-- start Data for processing --

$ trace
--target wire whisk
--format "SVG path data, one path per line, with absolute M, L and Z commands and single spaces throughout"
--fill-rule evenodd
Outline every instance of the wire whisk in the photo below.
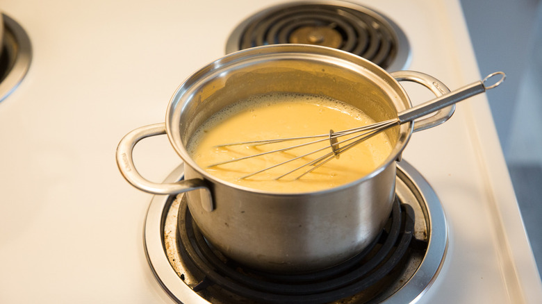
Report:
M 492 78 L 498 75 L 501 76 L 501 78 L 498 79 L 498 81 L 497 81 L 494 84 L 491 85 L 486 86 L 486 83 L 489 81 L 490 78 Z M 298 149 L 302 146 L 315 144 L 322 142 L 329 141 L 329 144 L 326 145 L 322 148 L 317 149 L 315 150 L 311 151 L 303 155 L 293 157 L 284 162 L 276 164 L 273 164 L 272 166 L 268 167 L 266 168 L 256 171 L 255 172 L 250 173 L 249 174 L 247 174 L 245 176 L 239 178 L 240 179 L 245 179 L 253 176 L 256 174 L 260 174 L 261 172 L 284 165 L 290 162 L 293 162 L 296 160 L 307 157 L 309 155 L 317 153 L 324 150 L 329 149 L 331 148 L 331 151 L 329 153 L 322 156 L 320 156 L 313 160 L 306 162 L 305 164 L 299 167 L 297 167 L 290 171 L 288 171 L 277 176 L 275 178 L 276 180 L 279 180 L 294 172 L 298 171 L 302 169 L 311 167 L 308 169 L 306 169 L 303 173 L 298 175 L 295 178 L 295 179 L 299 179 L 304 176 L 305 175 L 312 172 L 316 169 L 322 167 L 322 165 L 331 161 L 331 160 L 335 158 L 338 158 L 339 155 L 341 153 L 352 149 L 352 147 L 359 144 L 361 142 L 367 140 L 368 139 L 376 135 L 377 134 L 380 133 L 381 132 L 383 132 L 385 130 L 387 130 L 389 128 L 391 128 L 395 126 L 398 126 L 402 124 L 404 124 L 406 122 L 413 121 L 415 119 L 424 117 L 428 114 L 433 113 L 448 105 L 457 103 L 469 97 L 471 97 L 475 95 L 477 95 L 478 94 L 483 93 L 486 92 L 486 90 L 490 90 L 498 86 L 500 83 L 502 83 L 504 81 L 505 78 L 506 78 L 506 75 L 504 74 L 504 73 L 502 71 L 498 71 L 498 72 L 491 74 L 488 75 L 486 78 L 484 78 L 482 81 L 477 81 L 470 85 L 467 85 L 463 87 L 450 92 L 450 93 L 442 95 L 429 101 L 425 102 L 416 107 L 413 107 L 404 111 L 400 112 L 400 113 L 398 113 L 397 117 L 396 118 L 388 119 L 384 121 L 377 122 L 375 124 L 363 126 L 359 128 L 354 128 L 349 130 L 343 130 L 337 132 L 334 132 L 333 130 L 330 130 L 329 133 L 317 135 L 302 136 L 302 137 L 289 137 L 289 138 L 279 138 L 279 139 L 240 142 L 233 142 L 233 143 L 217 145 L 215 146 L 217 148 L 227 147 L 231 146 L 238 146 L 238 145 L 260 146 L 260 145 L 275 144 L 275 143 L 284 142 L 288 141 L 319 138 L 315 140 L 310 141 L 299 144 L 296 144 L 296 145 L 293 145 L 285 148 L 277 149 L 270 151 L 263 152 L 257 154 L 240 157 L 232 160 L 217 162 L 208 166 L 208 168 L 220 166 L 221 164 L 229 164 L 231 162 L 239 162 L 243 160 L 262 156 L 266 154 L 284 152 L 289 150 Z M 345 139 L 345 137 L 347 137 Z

-- end Data for processing --
-- start Data for processing --

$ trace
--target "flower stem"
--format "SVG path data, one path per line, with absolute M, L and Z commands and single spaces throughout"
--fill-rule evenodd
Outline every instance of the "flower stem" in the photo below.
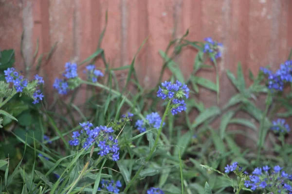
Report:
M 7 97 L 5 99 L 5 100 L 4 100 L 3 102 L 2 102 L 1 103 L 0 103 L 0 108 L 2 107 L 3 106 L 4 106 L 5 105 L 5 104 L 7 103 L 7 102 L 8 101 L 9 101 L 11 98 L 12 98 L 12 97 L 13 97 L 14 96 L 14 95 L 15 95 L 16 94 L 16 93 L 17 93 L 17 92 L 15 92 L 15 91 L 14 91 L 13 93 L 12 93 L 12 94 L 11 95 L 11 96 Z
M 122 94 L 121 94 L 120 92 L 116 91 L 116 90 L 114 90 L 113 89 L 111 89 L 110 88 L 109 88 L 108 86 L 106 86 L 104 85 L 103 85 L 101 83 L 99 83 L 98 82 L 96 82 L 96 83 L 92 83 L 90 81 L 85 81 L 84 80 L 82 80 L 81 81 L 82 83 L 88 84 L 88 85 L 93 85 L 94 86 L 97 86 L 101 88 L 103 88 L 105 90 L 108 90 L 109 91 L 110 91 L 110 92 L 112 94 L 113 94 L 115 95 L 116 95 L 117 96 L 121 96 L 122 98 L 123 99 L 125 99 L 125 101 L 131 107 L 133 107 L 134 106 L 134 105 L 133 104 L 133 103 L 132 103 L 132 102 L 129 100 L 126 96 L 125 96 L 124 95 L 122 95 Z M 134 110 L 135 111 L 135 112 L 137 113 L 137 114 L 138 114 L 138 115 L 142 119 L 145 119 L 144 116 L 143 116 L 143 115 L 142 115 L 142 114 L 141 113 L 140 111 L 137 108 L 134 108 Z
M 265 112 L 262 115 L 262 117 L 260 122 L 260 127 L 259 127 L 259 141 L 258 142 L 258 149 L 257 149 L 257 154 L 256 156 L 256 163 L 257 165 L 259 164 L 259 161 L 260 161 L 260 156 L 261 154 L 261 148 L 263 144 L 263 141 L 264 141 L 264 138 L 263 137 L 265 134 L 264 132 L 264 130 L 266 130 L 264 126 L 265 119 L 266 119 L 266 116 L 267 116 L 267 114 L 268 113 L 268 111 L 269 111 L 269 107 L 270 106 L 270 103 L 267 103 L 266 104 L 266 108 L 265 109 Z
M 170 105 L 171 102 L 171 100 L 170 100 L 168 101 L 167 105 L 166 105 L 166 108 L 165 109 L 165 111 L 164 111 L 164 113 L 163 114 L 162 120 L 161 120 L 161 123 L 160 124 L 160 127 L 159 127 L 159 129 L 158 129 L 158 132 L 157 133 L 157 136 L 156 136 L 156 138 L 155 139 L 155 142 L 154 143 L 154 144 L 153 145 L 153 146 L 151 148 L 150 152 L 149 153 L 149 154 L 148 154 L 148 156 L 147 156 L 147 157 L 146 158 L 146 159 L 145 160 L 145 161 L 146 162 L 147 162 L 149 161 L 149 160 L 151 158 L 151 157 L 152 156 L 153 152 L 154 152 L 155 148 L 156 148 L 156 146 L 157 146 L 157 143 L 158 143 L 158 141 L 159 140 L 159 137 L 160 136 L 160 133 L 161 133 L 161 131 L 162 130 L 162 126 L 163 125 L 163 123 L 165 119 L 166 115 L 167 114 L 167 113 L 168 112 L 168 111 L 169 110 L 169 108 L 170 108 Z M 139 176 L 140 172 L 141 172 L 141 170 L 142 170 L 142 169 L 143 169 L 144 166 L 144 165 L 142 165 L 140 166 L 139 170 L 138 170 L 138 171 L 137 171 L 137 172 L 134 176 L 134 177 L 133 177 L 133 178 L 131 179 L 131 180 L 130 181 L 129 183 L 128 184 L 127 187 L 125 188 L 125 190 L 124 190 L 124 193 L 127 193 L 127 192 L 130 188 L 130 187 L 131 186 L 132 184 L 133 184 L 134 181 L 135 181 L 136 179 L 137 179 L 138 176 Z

-- end Data for processing --

* Exercise goal:
How many lines above contain the string "stem", with case counting? Give only the number.

* The reply:
2